== WHAT NEEDS TO BE DONE ==
Copy out each line below verbatim, skipping any picture.

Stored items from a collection
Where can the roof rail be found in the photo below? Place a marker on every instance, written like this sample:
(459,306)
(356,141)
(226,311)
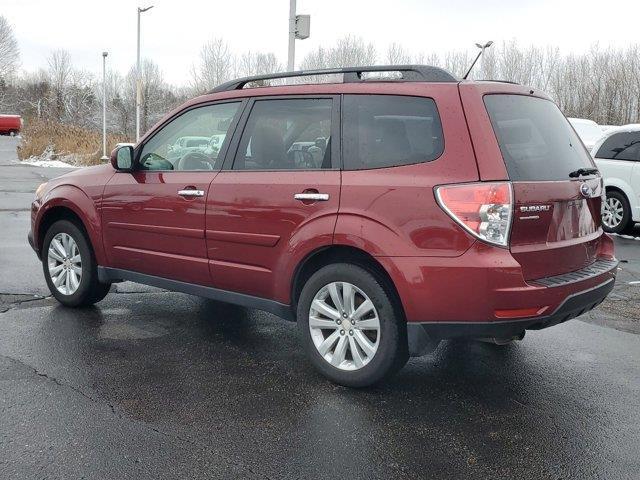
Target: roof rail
(410,73)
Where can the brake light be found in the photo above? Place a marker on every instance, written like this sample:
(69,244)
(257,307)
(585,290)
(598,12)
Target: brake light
(483,209)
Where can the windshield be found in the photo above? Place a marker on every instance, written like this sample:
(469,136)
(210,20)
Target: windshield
(536,140)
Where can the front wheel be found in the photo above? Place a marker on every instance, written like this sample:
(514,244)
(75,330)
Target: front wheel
(351,331)
(69,266)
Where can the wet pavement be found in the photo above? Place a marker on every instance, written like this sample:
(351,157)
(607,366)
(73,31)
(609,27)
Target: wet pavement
(152,384)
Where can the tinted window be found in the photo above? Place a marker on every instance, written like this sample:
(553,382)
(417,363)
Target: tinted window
(621,146)
(536,140)
(388,131)
(286,135)
(191,141)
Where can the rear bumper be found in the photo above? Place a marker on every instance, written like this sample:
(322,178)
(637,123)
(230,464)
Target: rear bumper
(483,293)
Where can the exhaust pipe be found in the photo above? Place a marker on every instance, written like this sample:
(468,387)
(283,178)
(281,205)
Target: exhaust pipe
(502,341)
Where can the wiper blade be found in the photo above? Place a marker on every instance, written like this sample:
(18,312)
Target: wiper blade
(583,171)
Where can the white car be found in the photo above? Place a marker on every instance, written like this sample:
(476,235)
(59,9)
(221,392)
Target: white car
(617,156)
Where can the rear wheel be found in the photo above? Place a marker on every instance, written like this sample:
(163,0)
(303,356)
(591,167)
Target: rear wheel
(350,329)
(69,266)
(616,213)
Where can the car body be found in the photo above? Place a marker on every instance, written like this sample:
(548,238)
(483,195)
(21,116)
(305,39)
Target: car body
(443,208)
(588,131)
(617,156)
(10,124)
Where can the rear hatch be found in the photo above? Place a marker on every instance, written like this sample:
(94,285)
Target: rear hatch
(556,221)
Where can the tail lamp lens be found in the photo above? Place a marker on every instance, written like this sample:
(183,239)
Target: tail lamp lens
(483,209)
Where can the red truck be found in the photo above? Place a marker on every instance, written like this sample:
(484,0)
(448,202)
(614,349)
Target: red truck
(10,124)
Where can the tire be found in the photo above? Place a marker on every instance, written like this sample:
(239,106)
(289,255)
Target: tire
(616,213)
(86,289)
(357,369)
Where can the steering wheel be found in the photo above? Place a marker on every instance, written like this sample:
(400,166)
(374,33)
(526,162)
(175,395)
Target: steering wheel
(195,161)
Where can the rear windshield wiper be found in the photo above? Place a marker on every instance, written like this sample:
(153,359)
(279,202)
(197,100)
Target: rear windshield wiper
(584,171)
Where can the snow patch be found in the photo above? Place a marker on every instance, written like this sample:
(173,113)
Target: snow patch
(36,162)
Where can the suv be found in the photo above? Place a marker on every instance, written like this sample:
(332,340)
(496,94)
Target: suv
(617,155)
(436,208)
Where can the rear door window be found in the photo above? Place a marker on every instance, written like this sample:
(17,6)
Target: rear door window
(536,140)
(389,131)
(621,146)
(292,134)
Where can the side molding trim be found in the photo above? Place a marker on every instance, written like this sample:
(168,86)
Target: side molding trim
(107,274)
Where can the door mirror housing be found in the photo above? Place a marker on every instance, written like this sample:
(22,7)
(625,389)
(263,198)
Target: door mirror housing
(122,158)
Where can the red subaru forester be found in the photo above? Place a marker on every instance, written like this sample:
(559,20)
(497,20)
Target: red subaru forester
(384,212)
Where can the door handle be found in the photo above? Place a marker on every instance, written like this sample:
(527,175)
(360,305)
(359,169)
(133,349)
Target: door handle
(191,193)
(313,197)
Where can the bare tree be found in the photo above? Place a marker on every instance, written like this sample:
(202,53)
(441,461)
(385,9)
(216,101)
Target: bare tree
(348,51)
(397,55)
(60,71)
(9,53)
(251,63)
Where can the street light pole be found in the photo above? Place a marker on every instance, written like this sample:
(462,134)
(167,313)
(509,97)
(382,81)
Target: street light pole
(104,105)
(292,36)
(138,80)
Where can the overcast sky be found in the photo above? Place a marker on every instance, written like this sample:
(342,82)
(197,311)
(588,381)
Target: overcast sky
(174,31)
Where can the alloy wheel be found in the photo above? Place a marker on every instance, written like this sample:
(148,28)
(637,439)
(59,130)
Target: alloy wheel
(612,212)
(344,326)
(65,263)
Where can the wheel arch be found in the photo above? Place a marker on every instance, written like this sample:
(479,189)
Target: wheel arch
(328,255)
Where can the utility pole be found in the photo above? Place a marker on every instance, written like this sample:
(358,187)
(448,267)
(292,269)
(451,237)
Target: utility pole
(138,79)
(104,105)
(298,29)
(292,36)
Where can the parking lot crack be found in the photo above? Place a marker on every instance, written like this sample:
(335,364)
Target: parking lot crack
(145,425)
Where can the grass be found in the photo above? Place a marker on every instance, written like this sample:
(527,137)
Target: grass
(55,141)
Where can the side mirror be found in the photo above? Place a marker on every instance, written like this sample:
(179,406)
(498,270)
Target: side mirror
(122,158)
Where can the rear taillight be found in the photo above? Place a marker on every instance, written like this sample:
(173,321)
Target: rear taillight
(483,209)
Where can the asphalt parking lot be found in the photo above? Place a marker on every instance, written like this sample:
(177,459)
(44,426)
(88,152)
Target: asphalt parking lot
(152,384)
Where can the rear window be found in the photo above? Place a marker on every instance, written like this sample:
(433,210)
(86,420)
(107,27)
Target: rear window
(621,146)
(389,131)
(536,140)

== WRITTEN RESPONSE ==
Where can the roof rail be found in the photo below? Place a marker on every instance, written like this sample:
(459,306)
(356,141)
(226,311)
Target: roof rail
(410,73)
Where can the brake light be found in the photo above? Place a marker on every instance, written like this sample:
(69,244)
(257,307)
(585,290)
(598,12)
Target: brake light
(483,209)
Where can the windshield be found in the photo above? Place a marker on every instance, written like this sample:
(469,136)
(210,20)
Target: windshield
(536,140)
Where can the front wheel be found in the photo above? Place a marker on every instance, written like this sample:
(514,244)
(75,330)
Target: front wheel
(351,331)
(69,266)
Where can the wet pavement be found in the photo above? Place a marker on every instance, written like this sample:
(351,157)
(607,366)
(73,31)
(609,27)
Target: wet pavement
(152,384)
Where can the tinted window be found in the photo above? Place a marker on every instance, written like this sample:
(553,382)
(417,363)
Target: tinted window
(621,146)
(536,140)
(388,131)
(286,135)
(191,141)
Where can the rear bumper be found in the photo above? Place a marker on every instance, written like this sample:
(322,178)
(637,123)
(230,464)
Target: rear bumper
(483,293)
Where can the exhaust pipe be found in the photo above? Place a marker on every instance, written like this sample:
(468,387)
(283,178)
(281,205)
Target: exhaust pipe
(502,341)
Where can the wiper blade be found in the photo above? Place a marker on every instance, written like this sample:
(18,312)
Target: wiper blade
(583,171)
Where can the white car be found in the photo above? Place a marker on every instance, written like this sample:
(476,235)
(59,9)
(221,392)
Target: white car
(617,156)
Where can the rear wheel be found in the photo above? Place a marker on every instance, written like this sample:
(163,0)
(303,356)
(591,167)
Target: rear wheel
(350,329)
(69,266)
(616,213)
Where can the car body be found in the photo above? Place a marker on every instance, written like this sample:
(548,238)
(483,195)
(21,116)
(305,39)
Target: car body
(443,208)
(588,131)
(617,156)
(10,124)
Where can the rear hatch be found in the photo above? Place a marker on every instance, written like this sample:
(94,285)
Target: rear hatch
(556,221)
Where can the tail lamp lens be found in the photo above? Place a marker on every instance, written like this sample:
(183,239)
Target: tail lamp lens
(483,209)
Where can the red truck be found in the photo above? Place a marker on every instance, written like this sample:
(484,0)
(448,202)
(614,349)
Target: red truck
(10,124)
Where can the tire be found in the photo above? Place a marker on every instance, written like this sample:
(239,106)
(289,255)
Target: tire
(616,213)
(86,289)
(357,369)
Where can the steering wheel be found in the photo above? Place a marker on every instance, written like this sample:
(400,166)
(374,33)
(526,162)
(175,395)
Target: steering wheel
(195,161)
Where can the rear windshield wiper be found in the photo above? Place a marker on every instance, written like this sample:
(153,359)
(279,202)
(197,100)
Target: rear windshield wiper
(584,171)
Where can the snow patch be found in the photo above? Place a marker on every instance, written like this sample:
(173,113)
Target: snow patch
(36,162)
Where can the suv be found in the photo above? Place a marker on every instance, written like this sample:
(332,340)
(496,94)
Target: suv
(617,155)
(436,208)
Where can the rear door window be found in the photo above? Place a marker on every instance, written like this sample:
(17,6)
Target: rear door window
(536,140)
(389,131)
(621,146)
(292,134)
Where can the side molding trim be found in the photo above? Place a marker on every instance, written like this sample:
(168,86)
Target: side molding trim
(107,274)
Where can the door mirror housing be found in the photo above? Place a marker on every instance, written like this sample:
(22,7)
(625,389)
(263,198)
Target: door mirror housing
(122,158)
Where can the red subaru forester be found in the photo above? Place a marker on every instance, written like this sample:
(559,20)
(497,20)
Target: red subaru forester
(384,212)
Where can the door handle be found in the photo above? Place a marker on every instance, written like this sample:
(527,175)
(360,305)
(359,169)
(133,349)
Target: door handle
(191,193)
(313,197)
Where can the bare tree be found in the photo above? Place a marker on every instance, written like this sample:
(202,53)
(441,461)
(385,9)
(216,101)
Target: bare tree
(348,51)
(397,55)
(60,71)
(9,53)
(251,63)
Where can the street light pole be found in the photo above? Place a marker on every instance, written like this sample:
(462,134)
(167,313)
(509,97)
(382,81)
Target: street light pole
(104,105)
(292,36)
(138,80)
Where can the overcast sky be found in the photo above? Place a marker on every instance, written like this sample:
(342,82)
(197,311)
(588,381)
Target: overcast sky
(174,31)
Where can the alloy wheel be found in the photo above? Place a marker on every instance, written like this sample:
(148,28)
(637,439)
(59,130)
Target: alloy wheel
(612,212)
(344,326)
(65,263)
Where can the wheel arch be found in the photo above? Place a marker on every instance, written like this sample:
(479,189)
Target: wheel arch
(328,255)
Where can the utility pole be found in the photo above? Place a marker on every instance, written like this sample:
(358,187)
(448,267)
(292,269)
(451,237)
Target: utility pole
(138,79)
(104,105)
(298,29)
(292,36)
Where can the parking lot crack be found in the photo above? Place a marker on every instance, written like this sample:
(335,364)
Target: parking lot crack
(145,425)
Where can the grass be found in the photo above? Place a marker on every instance, written like this sample:
(527,137)
Target: grass
(55,141)
Where can the side mirror be found in the photo above? Place a marker on every instance, written like this sample:
(179,406)
(498,270)
Target: side mirror
(122,158)
Where can the rear taillight be found in the photo above? Place a marker on every instance, written like this sample:
(173,321)
Target: rear taillight
(483,209)
Where can the asphalt parking lot be found in the photo above? Place a marker on every instance, written like this sample:
(177,459)
(44,426)
(88,152)
Target: asphalt parking lot
(152,384)
Where can the rear window be found in the photo above? Place a marker on every instance, written like this sample:
(433,210)
(86,420)
(107,27)
Target: rear window
(621,146)
(389,131)
(536,140)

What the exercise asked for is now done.